To put it into perspective, mass murdering people (especially civilians) is considered to be "wrong" because it leaves a lot of people dead. However in many cases it's really the only way to change things, and you can see the problem with being too quick to preserve human life when it simply amounts to a cycle of endless enimity with far more deaths over a long period of time when peace (and less deaths and hardship) could be achieved by simply killing a whole lot of people at one time.

It comes down to the mentality between "police actions" (which we currently call wars) and actual wars which were fought from the beginning to permanantly resolve problems.

Heinlan touches on subjects like this, assasination, and other things in his writings.

Or to put it into perspective of my ethics classes many years ago "It's easy to argue against morality by the numbers, as long as the numbers are small enough". It's easy to hate on the man in charge for doing bad things to a lot of people (especially when your one of them), but oddly it doesn't mean that if you were in his seat, with his perspective, that
you wouldn't wind up doing the exact same things due to a big picture most people either do not see, or intentionally do not want to see.

→ WORK TO DO:
[a] Reproduce the entire passage on war and the morality of mass killing, word for word.
[b] Pull out every line of the records that contains the word "sketchbook", treating uppercase and lowercase as different.

(Collected data)

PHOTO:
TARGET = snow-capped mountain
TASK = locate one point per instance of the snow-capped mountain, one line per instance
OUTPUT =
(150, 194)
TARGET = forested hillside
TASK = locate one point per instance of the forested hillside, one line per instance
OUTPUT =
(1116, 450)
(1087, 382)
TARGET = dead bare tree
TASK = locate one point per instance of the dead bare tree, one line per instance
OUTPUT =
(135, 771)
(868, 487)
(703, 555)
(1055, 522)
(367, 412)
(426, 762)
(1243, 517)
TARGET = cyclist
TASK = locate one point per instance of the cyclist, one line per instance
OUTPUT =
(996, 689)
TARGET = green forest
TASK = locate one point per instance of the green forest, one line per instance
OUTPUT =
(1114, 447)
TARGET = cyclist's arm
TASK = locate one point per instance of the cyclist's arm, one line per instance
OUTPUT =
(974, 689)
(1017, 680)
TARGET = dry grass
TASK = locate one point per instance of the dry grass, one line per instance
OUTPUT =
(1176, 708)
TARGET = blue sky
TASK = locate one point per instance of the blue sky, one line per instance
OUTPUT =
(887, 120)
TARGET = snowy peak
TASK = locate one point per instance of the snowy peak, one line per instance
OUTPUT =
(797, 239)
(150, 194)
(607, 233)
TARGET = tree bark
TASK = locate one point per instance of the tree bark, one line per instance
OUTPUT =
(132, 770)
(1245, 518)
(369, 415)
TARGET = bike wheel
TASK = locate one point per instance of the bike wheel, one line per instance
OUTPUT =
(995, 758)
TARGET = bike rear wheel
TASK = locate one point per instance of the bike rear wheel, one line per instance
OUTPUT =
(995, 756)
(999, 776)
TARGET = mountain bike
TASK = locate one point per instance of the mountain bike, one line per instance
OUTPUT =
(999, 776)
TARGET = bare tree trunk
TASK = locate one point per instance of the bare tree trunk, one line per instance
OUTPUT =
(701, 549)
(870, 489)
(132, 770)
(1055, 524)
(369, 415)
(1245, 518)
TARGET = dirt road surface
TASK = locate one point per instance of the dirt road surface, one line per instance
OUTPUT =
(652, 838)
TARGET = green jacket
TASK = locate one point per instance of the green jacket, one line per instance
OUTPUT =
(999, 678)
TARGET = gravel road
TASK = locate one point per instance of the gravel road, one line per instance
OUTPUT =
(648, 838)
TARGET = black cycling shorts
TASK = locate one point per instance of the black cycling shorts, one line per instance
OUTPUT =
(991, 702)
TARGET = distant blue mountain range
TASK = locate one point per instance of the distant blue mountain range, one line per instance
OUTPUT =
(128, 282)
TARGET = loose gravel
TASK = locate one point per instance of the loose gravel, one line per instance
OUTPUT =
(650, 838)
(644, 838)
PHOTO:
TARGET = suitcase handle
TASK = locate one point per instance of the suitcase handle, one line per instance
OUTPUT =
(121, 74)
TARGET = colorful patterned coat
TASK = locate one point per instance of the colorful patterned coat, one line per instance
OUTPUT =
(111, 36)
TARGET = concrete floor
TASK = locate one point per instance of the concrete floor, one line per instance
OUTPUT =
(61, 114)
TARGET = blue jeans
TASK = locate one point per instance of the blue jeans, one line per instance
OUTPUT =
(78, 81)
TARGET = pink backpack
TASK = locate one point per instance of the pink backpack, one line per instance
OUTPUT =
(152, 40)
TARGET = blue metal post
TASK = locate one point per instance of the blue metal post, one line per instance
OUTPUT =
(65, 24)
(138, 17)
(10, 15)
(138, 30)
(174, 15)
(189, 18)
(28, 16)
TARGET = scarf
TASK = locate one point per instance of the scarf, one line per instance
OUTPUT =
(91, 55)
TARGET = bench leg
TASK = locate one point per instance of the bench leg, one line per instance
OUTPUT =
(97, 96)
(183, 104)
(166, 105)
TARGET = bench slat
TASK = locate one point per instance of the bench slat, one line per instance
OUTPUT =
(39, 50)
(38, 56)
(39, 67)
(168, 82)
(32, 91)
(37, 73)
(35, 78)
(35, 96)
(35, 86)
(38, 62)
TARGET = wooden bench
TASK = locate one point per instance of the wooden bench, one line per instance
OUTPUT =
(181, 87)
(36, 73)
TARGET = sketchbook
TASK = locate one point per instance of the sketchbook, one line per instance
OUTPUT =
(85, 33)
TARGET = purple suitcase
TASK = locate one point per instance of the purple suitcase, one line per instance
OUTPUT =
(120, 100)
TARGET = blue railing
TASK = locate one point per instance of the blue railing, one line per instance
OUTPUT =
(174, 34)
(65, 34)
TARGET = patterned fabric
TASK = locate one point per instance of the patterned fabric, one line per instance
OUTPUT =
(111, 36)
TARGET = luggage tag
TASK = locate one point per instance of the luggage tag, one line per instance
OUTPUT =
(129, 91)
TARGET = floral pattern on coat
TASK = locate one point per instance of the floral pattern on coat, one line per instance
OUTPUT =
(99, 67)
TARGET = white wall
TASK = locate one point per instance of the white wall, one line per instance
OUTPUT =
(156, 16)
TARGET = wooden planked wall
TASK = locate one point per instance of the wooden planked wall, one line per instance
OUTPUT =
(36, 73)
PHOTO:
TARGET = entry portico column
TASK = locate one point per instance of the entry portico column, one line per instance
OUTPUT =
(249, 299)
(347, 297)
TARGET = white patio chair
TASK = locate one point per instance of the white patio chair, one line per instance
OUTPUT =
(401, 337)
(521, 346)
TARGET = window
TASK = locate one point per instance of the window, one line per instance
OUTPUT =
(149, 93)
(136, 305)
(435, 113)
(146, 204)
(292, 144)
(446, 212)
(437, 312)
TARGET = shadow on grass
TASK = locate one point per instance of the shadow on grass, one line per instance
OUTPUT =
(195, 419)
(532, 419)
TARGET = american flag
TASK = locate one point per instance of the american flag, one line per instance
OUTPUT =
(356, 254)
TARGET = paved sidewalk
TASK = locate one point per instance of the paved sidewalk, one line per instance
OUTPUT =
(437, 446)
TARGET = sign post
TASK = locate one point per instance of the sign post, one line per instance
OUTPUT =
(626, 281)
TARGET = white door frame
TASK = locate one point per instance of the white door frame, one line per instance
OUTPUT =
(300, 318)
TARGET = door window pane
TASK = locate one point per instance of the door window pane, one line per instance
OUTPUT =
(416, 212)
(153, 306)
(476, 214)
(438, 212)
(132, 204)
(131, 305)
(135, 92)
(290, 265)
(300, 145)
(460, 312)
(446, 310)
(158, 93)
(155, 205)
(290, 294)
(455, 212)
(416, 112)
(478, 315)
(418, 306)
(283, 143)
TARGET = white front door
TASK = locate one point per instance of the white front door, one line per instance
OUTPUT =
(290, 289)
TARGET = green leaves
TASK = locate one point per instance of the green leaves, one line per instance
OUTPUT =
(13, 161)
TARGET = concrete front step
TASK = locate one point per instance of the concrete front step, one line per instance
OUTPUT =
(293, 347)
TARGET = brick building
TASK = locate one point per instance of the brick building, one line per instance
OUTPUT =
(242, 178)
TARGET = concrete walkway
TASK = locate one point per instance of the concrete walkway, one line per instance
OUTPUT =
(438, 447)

→ EXERCISE SOLUTIONS:
[a]
To put it into perspective, mass murdering people (especially civilians) is considered to be "wrong" because it leaves a lot of people dead. However in many cases it's really the only way to change things, and you can see the problem with being too quick to preserve human life when it simply amounts to a cycle of endless enimity with far more deaths over a long period of time when peace (and less deaths and hardship) could be achieved by simply killing a whole lot of people at one time.

It comes down to the mentality between "police actions" (which we currently call wars) and actual wars which were fought from the beginning to permanantly resolve problems.

Heinlan touches on subjects like this, assasination, and other things in his writings.

Or to put it into perspective of my ethics classes many years ago "It's easy to argue against morality by the numbers, as long as the numbers are small enough". It's easy to hate on the man in charge for doing bad things to a lot of people (especially when your one of them), but oddly it doesn't mean that if you were in his seat, with his perspective, that
you wouldn't wind up doing the exact same things due to a big picture most people either do not see, or intentionally do not want to see.

[b]
TARGET = sketchbook
TASK = locate one point per instance of the sketchbook, one line per instance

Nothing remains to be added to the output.